------ GIVEN PASSAGE

Part 7. s–block Groups 1 Alkali Metals and Group 2 Alkaline Earth Metals – Sections 7.5 to 7.8

7.5 Describes the reaction of Groups 1/2 metals with oxygen and the chemical character of the oxides and peroxides formed. The reaction of the oxides with water and acids is given.

7.5 Oxygen reaction and oxides

7.6 Describes and explains the reaction with water and the hydroxides formed. The theory behind the group 1/2 reactivity trend is discussed.

7.6 Water reaction and hydroxides

7.7 Where safe to do so! the reaction of Alkali/Alkaline Earth Metals with acids is described.

7.7 Acid reaction and salts

7.8 Describes the reaction of Groups 1/2 metals with the halogen element chlorine and the character of the halide salts formed.

7.8 chlorine reaction – halides

7.5. The reaction of s–block metals and oxygen & their oxide (O^2–) chemistry

• The oxides and hydroxides are white ionic solids.

• The reaction of Group 1 metals with oxygen (a redox reaction)

------------
------ GIVEN RECORDS

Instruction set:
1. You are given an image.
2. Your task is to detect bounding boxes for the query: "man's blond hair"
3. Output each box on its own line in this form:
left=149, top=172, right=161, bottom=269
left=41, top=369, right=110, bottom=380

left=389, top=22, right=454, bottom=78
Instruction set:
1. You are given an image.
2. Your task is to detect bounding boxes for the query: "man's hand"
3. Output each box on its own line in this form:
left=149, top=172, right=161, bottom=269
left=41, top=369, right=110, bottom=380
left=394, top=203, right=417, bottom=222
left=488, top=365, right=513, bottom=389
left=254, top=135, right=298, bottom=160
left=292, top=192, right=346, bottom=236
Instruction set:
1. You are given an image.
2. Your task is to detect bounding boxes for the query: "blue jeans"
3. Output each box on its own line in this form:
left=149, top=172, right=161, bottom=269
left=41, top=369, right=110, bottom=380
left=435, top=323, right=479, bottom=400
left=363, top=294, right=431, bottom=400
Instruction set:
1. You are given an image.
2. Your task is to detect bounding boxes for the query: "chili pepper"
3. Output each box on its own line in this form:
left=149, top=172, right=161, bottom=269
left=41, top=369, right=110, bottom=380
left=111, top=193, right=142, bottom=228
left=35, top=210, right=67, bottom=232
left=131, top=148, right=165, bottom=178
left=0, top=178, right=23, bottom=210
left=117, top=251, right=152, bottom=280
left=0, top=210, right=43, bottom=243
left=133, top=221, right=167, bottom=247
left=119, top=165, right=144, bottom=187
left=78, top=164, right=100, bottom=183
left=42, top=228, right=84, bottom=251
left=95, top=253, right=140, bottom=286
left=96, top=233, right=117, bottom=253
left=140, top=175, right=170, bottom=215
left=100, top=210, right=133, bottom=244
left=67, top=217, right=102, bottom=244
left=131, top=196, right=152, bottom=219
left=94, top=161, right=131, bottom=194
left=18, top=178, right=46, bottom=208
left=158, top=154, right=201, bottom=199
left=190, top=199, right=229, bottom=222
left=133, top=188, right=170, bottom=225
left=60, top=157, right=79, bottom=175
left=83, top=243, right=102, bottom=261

------------

» DIRECTION
In the s-block metals text, what kind of solids are the oxides and hydroxides said to be?

» RESPONSE
They are white ionic solids.